(Excerpts from a point labeling dataset)
════════════════

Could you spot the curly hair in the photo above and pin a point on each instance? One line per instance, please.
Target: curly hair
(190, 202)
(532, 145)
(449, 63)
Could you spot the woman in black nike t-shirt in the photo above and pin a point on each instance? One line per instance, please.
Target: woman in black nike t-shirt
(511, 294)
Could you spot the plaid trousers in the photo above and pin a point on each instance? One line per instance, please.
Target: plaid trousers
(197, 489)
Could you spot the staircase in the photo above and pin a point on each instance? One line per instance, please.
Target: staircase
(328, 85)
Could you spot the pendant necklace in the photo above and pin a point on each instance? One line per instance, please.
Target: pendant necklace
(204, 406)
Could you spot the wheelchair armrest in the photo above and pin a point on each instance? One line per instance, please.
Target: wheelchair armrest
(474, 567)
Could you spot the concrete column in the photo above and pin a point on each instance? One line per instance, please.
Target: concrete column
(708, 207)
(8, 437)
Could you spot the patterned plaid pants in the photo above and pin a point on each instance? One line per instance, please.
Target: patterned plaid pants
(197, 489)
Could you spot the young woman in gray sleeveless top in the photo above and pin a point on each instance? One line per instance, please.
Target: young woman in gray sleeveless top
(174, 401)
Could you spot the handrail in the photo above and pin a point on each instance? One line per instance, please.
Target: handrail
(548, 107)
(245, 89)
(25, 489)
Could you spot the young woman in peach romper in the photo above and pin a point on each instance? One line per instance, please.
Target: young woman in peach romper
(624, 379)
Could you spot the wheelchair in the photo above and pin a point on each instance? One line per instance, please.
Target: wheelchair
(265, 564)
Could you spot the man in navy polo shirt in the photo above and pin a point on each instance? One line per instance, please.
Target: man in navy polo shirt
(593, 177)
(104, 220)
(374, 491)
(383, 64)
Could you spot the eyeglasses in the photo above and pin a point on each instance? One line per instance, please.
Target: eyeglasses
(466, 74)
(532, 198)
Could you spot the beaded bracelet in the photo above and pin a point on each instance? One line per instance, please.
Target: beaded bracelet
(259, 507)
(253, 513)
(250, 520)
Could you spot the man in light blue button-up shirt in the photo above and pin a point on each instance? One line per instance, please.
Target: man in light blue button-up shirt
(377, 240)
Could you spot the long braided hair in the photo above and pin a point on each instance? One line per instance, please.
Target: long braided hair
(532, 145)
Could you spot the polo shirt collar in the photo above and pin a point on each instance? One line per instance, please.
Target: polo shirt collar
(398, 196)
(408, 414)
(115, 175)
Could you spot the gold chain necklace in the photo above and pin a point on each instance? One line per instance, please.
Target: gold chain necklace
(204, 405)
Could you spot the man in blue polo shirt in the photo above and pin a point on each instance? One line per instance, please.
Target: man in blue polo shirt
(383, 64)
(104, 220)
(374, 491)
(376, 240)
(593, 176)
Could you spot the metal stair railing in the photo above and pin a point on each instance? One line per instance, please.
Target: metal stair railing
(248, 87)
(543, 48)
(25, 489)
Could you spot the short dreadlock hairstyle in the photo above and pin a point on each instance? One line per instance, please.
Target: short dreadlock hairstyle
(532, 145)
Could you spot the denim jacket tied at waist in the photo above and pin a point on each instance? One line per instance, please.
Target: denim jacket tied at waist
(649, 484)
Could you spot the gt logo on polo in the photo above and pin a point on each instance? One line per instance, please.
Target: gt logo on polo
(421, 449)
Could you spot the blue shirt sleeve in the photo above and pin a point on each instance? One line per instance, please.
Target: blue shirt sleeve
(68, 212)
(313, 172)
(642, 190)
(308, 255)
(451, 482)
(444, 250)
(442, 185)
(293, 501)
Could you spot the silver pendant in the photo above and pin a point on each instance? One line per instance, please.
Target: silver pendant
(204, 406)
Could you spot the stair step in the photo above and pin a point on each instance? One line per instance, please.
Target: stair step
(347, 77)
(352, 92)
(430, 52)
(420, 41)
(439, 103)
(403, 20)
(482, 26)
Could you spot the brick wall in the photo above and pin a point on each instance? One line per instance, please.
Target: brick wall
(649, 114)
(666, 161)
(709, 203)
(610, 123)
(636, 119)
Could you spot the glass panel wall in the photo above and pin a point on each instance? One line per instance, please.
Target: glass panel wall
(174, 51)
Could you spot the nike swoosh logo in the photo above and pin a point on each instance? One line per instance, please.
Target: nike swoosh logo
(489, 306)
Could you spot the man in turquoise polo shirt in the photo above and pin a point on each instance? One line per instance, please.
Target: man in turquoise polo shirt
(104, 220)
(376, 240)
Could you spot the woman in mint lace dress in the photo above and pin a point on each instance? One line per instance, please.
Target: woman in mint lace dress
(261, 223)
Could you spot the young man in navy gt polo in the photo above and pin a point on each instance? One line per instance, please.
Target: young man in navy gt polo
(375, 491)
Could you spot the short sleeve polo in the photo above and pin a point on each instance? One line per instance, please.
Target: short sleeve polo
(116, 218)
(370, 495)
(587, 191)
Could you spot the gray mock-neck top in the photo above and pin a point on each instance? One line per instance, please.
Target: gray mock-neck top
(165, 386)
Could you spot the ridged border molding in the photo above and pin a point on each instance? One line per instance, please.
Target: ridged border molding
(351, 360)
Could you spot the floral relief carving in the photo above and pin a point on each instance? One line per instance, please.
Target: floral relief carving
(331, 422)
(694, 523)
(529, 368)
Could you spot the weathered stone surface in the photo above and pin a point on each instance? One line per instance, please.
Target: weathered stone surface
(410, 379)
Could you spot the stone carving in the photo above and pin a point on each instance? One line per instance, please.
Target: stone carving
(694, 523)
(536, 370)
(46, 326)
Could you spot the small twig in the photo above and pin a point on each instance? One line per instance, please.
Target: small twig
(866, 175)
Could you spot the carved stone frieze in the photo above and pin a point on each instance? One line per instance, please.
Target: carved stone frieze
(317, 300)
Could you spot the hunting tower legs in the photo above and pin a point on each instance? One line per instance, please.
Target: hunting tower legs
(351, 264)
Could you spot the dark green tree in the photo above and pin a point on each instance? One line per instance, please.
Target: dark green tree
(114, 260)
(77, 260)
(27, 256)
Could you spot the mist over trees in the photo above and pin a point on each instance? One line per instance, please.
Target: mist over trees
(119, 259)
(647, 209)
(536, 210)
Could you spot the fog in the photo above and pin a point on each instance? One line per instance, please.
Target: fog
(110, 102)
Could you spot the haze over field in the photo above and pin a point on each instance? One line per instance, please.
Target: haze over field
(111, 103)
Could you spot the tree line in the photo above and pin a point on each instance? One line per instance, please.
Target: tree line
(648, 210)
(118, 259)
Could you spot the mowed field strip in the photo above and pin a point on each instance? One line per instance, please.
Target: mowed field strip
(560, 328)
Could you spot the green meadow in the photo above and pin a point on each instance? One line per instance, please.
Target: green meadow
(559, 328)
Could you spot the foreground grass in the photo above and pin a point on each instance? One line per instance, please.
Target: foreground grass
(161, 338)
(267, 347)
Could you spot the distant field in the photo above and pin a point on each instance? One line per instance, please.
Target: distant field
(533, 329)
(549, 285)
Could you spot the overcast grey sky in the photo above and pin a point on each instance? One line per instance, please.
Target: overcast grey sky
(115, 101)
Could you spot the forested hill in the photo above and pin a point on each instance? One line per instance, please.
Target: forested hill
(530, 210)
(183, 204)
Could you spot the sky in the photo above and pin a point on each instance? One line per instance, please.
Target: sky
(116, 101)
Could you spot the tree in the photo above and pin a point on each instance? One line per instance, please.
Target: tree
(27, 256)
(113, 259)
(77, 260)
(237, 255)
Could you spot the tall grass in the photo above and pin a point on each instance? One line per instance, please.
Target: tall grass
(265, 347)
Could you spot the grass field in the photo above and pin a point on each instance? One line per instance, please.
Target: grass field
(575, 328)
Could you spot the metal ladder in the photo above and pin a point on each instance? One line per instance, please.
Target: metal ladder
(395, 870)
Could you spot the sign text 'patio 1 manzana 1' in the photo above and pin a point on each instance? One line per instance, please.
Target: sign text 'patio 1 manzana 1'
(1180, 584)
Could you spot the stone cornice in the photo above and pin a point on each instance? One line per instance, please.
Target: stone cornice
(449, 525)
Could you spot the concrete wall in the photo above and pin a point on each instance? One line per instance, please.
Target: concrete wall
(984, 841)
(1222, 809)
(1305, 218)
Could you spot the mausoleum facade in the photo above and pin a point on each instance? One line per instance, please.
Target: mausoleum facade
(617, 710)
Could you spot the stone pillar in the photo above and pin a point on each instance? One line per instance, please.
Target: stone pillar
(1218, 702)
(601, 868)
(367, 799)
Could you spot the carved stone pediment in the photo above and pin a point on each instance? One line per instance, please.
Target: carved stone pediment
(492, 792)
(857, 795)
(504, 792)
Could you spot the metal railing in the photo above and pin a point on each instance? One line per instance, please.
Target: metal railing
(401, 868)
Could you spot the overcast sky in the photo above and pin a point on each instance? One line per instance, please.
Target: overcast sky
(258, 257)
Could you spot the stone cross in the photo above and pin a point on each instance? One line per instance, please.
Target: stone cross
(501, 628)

════════════════

### Exercise objective
Scale the items down, starting with the line containing "Could you spot the concrete wall" and continuing through the end of the items. Rewrite each line, requests included, with every point coordinate multiplied by 0.4 and rounded to a whole number, halves rounding up.

### Complete response
Could you spot the concrete wall in the photo above and pin a point on each instance? One line per instance, please.
Target: concrete wall
(394, 336)
(489, 324)
(522, 87)
Could you spot the mausoleum facade in the photo above and pin a point on each instance? One line per instance, please.
Target: mausoleum facade
(247, 284)
Could you spot the stone pillar in the photo above and pin a point on each instance? One line per instance, please.
Target: stone pillar
(487, 281)
(240, 347)
(147, 320)
Could you spot the carved stone pediment in the photo above and pin a point on each instance? One line per instance, please.
Target: carved stone pediment
(197, 317)
(343, 318)
(202, 317)
Could you spot the metal railing in the photo above and pin a point on each instance? One line per instance, please.
Target: metal railing
(160, 347)
Could you spot the overcast sky in the photo above and pin a point on each instance? One line per instance, please.
Target: overcast sky
(103, 103)
Could you spot the stone cross in the photo above and pin a point on each instance? One line per instance, please.
Target: stone cross
(200, 251)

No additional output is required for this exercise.